▶ Task goal:
Copy out each line of the records below verbatim, altering nothing.

==== Records provided ====

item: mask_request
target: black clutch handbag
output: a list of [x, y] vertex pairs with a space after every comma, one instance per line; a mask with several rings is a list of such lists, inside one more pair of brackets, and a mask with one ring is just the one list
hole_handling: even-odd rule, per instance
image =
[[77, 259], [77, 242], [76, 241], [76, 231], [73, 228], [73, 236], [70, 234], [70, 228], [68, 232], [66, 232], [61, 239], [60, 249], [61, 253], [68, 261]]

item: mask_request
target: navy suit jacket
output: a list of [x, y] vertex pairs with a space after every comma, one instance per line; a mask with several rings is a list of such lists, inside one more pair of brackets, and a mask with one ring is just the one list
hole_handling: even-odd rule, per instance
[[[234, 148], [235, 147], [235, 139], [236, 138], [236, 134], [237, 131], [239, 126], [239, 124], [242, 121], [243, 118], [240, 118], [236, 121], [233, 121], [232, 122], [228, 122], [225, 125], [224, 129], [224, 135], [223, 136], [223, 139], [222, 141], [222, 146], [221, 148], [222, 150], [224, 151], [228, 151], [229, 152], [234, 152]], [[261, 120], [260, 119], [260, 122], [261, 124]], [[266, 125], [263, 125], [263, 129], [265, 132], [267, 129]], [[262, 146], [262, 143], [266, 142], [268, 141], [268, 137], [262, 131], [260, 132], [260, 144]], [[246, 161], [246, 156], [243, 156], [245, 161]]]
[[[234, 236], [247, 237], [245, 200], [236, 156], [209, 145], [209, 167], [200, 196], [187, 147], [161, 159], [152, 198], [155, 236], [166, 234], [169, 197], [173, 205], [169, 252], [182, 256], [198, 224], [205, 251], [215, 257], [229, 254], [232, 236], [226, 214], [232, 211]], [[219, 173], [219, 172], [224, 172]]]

====

▶ Reply:
item: mask_request
target: black clutch handbag
output: a list of [x, y] vertex pairs with a space after every comma, one instance per line; a mask with several rings is a list of such lists, inside one more pair of brackets, and a mask with one ring is just the one list
hole_handling: even-odd rule, per instance
image =
[[77, 259], [77, 242], [76, 241], [76, 231], [73, 228], [73, 236], [70, 234], [70, 228], [68, 232], [66, 232], [61, 239], [60, 249], [61, 253], [68, 261]]

item: mask_request
target: navy suit jacket
output: a list of [x, y] vertex pairs with a space after every comma, one instance per line; a mask with several rings is a list of such lists, inside one more pair of brackets, and a mask with one ring is just the one list
hole_handling: even-odd rule, per instance
[[[234, 148], [235, 147], [235, 139], [236, 138], [236, 134], [237, 131], [239, 126], [239, 124], [242, 121], [243, 118], [240, 118], [236, 121], [233, 121], [232, 122], [228, 122], [225, 125], [224, 129], [224, 135], [223, 136], [223, 139], [222, 141], [222, 146], [221, 148], [222, 150], [224, 151], [228, 151], [229, 152], [234, 152]], [[261, 120], [260, 119], [260, 122], [261, 124]], [[266, 125], [263, 125], [263, 129], [265, 132], [267, 129]], [[262, 146], [262, 143], [266, 142], [268, 141], [268, 137], [262, 131], [260, 132], [260, 144]], [[246, 161], [246, 156], [243, 156], [245, 161]]]
[[[234, 236], [247, 237], [245, 200], [236, 156], [209, 145], [209, 167], [200, 196], [187, 147], [161, 159], [152, 198], [155, 236], [166, 234], [169, 197], [173, 205], [169, 252], [182, 256], [198, 224], [205, 251], [215, 257], [229, 254], [232, 236], [226, 214], [232, 211]], [[219, 173], [219, 172], [224, 172]]]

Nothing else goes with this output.